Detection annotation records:
######
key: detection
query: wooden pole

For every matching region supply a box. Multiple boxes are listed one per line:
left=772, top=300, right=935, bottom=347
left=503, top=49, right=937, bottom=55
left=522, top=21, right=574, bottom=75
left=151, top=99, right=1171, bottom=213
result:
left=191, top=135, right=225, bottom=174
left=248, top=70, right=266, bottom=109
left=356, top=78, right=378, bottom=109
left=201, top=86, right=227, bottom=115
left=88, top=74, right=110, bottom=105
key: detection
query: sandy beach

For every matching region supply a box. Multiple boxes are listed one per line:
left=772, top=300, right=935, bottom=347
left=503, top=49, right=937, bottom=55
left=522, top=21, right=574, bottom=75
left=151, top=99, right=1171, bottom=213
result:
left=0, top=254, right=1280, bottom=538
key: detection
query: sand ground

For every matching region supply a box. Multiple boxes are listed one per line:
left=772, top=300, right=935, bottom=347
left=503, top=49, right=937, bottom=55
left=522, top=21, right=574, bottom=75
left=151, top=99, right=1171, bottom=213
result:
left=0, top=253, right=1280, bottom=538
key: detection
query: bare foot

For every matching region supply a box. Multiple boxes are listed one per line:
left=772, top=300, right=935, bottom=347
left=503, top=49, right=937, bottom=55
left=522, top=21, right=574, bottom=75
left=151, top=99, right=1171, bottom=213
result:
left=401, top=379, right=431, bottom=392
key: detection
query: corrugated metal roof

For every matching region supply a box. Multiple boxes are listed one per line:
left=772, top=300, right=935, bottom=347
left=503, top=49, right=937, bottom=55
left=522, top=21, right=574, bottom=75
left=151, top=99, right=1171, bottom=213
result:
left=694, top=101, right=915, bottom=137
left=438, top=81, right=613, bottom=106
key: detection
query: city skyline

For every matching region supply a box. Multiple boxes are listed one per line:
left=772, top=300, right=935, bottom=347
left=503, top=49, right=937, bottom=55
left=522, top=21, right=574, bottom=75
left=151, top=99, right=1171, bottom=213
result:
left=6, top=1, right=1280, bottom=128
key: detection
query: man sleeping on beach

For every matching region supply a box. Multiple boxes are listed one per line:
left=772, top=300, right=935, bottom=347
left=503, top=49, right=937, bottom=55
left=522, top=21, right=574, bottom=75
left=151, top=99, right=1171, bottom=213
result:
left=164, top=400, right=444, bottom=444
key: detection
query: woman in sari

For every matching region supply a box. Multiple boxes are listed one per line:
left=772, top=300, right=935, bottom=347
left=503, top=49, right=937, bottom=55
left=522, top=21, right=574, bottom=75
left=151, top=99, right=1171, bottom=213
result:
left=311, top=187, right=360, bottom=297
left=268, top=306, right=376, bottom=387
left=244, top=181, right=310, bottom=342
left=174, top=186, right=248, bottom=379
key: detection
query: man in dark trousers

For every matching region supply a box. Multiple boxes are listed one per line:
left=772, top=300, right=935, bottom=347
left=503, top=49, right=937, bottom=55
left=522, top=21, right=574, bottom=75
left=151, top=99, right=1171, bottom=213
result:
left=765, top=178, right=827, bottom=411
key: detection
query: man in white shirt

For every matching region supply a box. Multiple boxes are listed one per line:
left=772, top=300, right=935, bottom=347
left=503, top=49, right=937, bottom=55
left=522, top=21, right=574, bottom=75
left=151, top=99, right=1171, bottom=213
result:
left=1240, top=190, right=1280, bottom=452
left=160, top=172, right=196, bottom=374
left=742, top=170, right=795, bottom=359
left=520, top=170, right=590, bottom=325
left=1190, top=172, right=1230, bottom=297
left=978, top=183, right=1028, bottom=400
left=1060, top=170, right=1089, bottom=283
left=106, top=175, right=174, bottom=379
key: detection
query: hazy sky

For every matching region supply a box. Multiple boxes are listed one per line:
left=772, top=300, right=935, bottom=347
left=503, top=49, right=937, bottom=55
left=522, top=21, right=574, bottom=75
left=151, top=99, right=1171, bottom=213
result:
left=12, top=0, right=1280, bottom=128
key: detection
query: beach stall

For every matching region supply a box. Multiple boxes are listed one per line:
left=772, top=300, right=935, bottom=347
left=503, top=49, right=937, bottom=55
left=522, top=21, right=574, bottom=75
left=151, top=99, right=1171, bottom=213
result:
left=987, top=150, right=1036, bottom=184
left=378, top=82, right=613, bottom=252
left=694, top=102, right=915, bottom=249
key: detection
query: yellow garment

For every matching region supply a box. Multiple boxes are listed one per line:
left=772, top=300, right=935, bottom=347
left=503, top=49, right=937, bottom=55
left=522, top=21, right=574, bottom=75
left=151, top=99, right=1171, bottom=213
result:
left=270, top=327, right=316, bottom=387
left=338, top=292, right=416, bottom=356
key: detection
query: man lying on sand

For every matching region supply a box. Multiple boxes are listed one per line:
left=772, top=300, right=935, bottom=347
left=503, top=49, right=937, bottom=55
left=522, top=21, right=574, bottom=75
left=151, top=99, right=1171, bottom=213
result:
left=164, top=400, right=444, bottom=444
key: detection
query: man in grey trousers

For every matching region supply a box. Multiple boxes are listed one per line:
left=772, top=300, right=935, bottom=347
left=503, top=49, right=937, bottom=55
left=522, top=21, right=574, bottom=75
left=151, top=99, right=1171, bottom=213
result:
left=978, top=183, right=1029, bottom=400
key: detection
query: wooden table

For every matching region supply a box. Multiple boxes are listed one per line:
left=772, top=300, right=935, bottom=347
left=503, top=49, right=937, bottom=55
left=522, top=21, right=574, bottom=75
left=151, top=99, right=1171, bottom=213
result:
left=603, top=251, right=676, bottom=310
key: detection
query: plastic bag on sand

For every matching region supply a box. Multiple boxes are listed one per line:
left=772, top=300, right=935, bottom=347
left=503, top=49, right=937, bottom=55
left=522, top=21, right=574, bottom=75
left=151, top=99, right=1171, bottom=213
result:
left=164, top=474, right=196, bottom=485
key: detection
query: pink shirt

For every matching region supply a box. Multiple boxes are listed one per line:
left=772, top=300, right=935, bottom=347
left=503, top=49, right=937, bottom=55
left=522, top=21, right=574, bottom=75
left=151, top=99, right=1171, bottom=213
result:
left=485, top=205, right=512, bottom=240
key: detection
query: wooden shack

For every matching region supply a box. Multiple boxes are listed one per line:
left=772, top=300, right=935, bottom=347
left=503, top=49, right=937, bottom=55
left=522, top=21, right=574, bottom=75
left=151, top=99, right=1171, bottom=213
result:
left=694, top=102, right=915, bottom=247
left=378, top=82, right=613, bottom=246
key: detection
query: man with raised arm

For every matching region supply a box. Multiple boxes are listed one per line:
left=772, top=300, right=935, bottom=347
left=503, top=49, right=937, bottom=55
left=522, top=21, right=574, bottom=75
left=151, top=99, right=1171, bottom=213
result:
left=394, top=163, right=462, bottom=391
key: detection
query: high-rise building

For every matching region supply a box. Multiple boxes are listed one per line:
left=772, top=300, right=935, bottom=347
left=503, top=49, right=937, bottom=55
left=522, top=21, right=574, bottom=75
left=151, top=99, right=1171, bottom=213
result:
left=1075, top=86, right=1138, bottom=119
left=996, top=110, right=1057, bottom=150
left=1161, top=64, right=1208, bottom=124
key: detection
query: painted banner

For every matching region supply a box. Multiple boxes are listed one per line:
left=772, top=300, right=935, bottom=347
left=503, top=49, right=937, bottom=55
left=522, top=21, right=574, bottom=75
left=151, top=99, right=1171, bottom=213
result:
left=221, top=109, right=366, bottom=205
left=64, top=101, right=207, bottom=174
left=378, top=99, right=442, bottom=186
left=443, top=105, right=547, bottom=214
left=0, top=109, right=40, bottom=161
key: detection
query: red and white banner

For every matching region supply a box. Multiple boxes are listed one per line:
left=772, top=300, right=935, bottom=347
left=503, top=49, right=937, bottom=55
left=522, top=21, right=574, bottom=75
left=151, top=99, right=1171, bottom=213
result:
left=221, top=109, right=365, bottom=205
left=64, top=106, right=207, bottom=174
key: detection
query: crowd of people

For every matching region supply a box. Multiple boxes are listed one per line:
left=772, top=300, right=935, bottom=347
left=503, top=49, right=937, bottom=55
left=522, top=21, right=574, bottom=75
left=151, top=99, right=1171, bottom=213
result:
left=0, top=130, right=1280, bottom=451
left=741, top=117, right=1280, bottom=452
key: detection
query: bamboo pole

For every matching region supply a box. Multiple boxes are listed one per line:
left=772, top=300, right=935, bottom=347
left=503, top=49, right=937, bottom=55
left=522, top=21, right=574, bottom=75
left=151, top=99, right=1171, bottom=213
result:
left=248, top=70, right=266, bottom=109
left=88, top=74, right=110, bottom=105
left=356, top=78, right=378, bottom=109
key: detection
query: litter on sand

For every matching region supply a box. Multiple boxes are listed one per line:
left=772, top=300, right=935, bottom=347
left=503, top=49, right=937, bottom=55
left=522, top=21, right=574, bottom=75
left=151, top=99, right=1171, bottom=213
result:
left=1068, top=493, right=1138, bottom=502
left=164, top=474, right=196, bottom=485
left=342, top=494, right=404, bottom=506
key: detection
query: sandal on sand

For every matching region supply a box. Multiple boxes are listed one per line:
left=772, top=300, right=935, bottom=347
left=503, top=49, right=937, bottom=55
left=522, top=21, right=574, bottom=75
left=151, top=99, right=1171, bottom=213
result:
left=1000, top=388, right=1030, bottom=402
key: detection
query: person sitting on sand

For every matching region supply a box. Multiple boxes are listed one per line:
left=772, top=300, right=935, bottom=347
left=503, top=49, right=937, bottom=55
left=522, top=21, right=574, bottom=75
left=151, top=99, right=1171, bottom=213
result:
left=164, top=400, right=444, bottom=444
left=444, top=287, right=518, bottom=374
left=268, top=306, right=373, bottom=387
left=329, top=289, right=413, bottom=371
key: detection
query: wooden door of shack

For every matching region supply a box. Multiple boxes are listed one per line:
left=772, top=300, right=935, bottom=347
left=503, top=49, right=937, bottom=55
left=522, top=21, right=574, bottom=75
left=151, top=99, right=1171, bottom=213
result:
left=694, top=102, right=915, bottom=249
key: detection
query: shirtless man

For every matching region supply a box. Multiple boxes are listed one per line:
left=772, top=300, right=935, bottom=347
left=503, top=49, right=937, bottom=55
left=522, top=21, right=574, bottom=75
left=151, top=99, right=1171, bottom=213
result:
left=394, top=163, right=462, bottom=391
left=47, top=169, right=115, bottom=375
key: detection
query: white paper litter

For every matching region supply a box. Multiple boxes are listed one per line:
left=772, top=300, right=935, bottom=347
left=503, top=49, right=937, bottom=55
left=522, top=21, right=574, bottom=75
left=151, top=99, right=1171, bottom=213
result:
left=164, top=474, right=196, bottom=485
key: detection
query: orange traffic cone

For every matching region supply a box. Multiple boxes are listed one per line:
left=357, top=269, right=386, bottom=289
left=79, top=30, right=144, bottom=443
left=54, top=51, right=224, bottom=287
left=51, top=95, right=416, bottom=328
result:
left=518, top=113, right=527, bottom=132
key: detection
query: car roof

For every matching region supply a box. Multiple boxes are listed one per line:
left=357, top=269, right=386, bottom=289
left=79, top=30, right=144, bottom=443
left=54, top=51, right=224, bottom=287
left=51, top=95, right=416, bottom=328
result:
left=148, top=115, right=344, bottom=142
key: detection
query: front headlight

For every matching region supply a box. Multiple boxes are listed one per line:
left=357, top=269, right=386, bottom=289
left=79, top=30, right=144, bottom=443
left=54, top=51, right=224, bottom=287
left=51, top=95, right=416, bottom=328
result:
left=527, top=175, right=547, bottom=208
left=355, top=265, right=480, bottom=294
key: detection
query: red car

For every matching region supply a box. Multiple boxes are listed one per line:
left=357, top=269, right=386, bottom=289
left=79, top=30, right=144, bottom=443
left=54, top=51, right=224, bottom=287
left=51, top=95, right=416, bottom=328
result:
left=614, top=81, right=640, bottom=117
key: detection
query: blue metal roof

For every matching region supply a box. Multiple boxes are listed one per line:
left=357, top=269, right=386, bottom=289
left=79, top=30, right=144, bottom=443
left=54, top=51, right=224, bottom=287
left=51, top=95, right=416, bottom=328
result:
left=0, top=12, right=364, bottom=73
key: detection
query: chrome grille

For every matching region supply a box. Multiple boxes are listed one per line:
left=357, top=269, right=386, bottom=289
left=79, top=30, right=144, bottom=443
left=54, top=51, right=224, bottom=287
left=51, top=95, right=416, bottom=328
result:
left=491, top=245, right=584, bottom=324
######
Reproduce the data verbatim from its first line through the line containing "left=0, top=253, right=1280, bottom=538", including both of those lines.

key: detection
query: wooden pole

For every matching region supply a box. Multiple boxes are listed one per line:
left=772, top=300, right=935, bottom=347
left=503, top=49, right=937, bottom=55
left=522, top=21, right=574, bottom=75
left=151, top=99, right=1171, bottom=213
result:
left=191, top=135, right=225, bottom=174
left=248, top=70, right=266, bottom=109
left=356, top=78, right=378, bottom=109
left=201, top=86, right=227, bottom=115
left=88, top=74, right=110, bottom=105
key: detection
query: sandy beach

For every matching region supply a box. Multiple boxes are listed one per line:
left=772, top=300, right=935, bottom=347
left=503, top=49, right=937, bottom=55
left=522, top=21, right=574, bottom=75
left=151, top=99, right=1171, bottom=213
result:
left=0, top=254, right=1280, bottom=538
key: detection
query: sand ground

For every matching region supply a box. Multiple boxes are listed one per line:
left=772, top=300, right=935, bottom=347
left=503, top=49, right=937, bottom=55
left=522, top=21, right=574, bottom=75
left=151, top=99, right=1171, bottom=213
result:
left=0, top=253, right=1280, bottom=538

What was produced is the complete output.